(Задание):
Повторите дословно все строки приведённых ниже данных. Изображения в ответ не включайте.

Необработанные данные
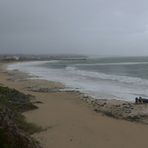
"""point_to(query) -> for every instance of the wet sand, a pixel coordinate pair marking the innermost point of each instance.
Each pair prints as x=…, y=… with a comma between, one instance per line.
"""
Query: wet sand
x=71, y=122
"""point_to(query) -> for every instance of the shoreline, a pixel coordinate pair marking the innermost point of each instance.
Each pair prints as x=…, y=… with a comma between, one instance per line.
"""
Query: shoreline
x=71, y=122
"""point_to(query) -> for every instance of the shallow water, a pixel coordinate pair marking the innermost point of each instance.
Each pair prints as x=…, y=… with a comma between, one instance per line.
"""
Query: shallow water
x=108, y=78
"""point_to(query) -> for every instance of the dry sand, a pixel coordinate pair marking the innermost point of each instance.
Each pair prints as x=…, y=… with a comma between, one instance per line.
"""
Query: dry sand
x=71, y=123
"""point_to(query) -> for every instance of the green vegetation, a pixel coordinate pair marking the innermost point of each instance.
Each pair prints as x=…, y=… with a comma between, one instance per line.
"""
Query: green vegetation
x=14, y=130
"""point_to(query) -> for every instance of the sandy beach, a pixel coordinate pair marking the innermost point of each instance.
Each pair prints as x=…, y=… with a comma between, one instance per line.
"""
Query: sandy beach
x=70, y=122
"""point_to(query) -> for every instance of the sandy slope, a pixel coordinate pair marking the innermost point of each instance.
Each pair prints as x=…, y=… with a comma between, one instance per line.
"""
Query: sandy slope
x=72, y=123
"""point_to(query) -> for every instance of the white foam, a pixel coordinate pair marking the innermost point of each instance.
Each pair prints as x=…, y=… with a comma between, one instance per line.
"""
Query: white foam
x=98, y=85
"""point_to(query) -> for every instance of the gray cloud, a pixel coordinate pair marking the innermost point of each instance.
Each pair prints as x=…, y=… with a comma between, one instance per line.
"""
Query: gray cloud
x=105, y=27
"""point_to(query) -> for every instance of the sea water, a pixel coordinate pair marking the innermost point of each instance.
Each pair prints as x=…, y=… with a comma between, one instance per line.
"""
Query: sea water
x=122, y=78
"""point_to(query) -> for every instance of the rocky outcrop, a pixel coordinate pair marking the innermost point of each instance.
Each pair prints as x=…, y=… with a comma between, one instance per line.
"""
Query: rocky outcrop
x=120, y=109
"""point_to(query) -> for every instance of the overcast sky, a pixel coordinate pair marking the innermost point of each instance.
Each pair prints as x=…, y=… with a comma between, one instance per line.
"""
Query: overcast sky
x=96, y=27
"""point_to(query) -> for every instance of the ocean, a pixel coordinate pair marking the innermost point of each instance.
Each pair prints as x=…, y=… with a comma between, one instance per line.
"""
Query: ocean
x=122, y=78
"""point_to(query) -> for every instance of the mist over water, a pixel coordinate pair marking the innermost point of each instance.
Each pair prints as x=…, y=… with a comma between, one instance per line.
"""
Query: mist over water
x=105, y=78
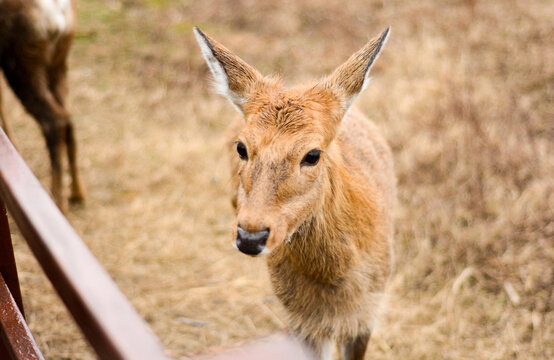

(Выполненное задание):
"""point_to(query) -> for every instance of the wet sand, a pixel coordinate pair marking the innermost point of each instance.
Each pair prints as x=…, y=… with a comma between, one instance per line.
"""
Query: wet sand
x=71, y=122
"""point_to(query) -> for every instance of the shoreline, a pixel coordinate pair marking the innermost point of each instance.
Each pair prints as x=…, y=… with a comma between, one instance per line.
"""
Query: shoreline
x=71, y=122
"""point_to(query) -> for every instance of the shallow water, a pixel coordinate pair marking the innermost point of each instance.
Each pair prints as x=…, y=… with a comma between, one instance per line.
"""
Query: shallow water
x=108, y=78
"""point_to(query) -> for every instance of the dry sand, a pixel coordinate pair marking the innermost point of each instance.
Each pair prints as x=…, y=… with a comma between, one instance per line.
"""
Query: dry sand
x=71, y=123
"""point_to(query) -> for every instance of the green vegetation, a pixel coordinate pair marking the innermost point of each instance.
Each pair prints as x=…, y=… with a comma between, one instance per line.
"""
Query: green vegetation
x=14, y=130
"""point_to(query) -> for every instance of the sandy beach, a pixel coordinate pair marking the innermost point of each instance.
Each pair prints as x=…, y=… with a comma between, one instance per line.
"""
Query: sandy beach
x=70, y=122
"""point_to(query) -> for every instance of the sandy slope, a pixel coordinate pair marking the innermost point of each instance.
Each pair prints as x=…, y=… with a comma between, one instance per line.
"""
Query: sandy slope
x=72, y=123
"""point_to(query) -> for every instance of the white foam, a pixel coordinate pair marking the innermost point of each instance.
Each pair prints as x=…, y=… with a comma between, one instance per line.
"""
Query: white foam
x=98, y=85
"""point_to(query) -> for every instance of the gray cloud, a pixel coordinate pair marking the innermost point of each instance.
Each pair prints as x=…, y=… with a comma between, one instance per line.
"""
Query: gray cloud
x=105, y=27
"""point_to(query) -> for every instance of the sea water, a pixel coordinate pair marking the innermost point of each instance.
Each pair prints as x=…, y=… with a comma between, one instance per line.
"""
Query: sea water
x=122, y=78
"""point_to(query) -> for every instance of the rocky outcrop, a pixel coordinate pair marking the innermost point of each instance.
Each pair prints as x=…, y=… with a comma between, one instance per line.
"""
Query: rocky outcrop
x=120, y=109
"""point_to(query) -> for every instance of the overcast sky, a pixel coordinate pair marking the innermost point of each instance.
Each pair prints as x=…, y=… with a comma between, one instance per line.
"""
Query: overcast sky
x=96, y=27
"""point_to(query) -> for every instance of the ocean, a pixel coordinate pair marking the innermost point of each instance.
Each pair prints as x=…, y=… with a comma between, one instance per line.
"""
Query: ocean
x=122, y=78
"""point_to(query) -> for every instance of the mist over water, a pixel coordinate pair marking the innermost point of each instance.
Each pair prints as x=…, y=… with a comma between, one instance per line.
"""
Query: mist over water
x=105, y=78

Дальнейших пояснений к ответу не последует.